:: RECORDS SUPPLIED ::

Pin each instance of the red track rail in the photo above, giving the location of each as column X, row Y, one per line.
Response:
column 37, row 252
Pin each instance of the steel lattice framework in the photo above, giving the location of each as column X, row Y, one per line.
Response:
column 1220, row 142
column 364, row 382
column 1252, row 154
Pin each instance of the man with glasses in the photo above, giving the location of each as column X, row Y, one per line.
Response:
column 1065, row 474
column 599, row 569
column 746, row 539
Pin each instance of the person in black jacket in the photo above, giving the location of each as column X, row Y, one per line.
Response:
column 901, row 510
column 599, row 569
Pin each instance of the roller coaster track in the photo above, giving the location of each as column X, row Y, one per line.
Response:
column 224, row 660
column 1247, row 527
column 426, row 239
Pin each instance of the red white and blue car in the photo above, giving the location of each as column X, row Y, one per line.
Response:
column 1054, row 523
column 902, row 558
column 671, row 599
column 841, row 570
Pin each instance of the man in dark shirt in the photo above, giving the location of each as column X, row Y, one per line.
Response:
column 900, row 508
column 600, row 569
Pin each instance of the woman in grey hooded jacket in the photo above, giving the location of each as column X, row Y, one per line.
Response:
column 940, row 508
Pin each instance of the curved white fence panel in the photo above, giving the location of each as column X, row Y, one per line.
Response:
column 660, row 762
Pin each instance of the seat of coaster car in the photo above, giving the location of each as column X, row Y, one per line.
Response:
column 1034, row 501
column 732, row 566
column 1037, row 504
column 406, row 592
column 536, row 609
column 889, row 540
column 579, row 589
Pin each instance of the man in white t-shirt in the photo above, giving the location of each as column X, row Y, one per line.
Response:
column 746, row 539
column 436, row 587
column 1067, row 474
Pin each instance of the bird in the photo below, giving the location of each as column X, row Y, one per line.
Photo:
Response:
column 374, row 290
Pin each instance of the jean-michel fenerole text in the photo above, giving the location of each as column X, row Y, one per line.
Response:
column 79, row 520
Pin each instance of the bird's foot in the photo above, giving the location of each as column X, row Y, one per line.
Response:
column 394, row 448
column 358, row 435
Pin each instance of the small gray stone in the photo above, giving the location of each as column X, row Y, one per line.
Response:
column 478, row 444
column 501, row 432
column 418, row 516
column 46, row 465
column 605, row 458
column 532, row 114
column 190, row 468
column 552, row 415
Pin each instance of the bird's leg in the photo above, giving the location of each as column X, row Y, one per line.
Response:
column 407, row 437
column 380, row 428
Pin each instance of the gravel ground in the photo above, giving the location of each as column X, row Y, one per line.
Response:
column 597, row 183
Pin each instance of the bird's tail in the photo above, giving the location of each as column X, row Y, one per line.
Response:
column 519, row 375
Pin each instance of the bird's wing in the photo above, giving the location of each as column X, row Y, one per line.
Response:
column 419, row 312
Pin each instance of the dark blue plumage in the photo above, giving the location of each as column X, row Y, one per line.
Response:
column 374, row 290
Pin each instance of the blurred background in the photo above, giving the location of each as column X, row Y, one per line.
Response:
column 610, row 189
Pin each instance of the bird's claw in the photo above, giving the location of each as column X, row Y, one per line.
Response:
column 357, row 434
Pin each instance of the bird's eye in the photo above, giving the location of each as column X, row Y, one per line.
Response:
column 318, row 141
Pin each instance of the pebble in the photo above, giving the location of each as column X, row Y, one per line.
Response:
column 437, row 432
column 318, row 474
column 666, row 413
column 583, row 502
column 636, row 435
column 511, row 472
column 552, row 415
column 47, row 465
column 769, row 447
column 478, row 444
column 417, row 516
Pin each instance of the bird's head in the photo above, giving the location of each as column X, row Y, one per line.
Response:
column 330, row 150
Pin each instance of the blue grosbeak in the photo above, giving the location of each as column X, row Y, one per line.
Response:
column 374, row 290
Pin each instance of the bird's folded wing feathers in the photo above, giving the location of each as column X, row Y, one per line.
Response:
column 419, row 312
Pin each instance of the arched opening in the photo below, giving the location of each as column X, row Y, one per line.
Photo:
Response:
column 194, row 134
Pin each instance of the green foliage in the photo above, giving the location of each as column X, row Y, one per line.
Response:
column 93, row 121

:::

* _THE REQUEST_: Reproduce the data word for word, from its first line through the line containing "column 841, row 570", with both of those lines included.

* _ANSWER BELOW_:
Pin each instance of the red track rail in the photo above, giving the location of each as column X, row Y, one per line.
Response:
column 37, row 252
Pin each instance of the steel lattice framework in the photo above, giving the location of each as column X, row Y, one per line.
Response:
column 1220, row 142
column 364, row 382
column 1252, row 154
Pin each instance of the man with glasses in the photo above, giving the location of each as column X, row Y, one per line.
Response:
column 1065, row 474
column 599, row 569
column 746, row 539
Pin each instance of the person in black jacket in the photo above, giving the location of each as column X, row Y, one per line.
Response:
column 901, row 510
column 599, row 569
Pin each instance of the roller coaster track in the photo above, giving the location of each as column X, row Y, one per line.
Response:
column 224, row 660
column 1247, row 527
column 426, row 239
Pin each instance of the red white and blue car in the photo above, giving the location of each as column X, row Y, one per line.
Response:
column 1054, row 523
column 902, row 558
column 671, row 599
column 841, row 570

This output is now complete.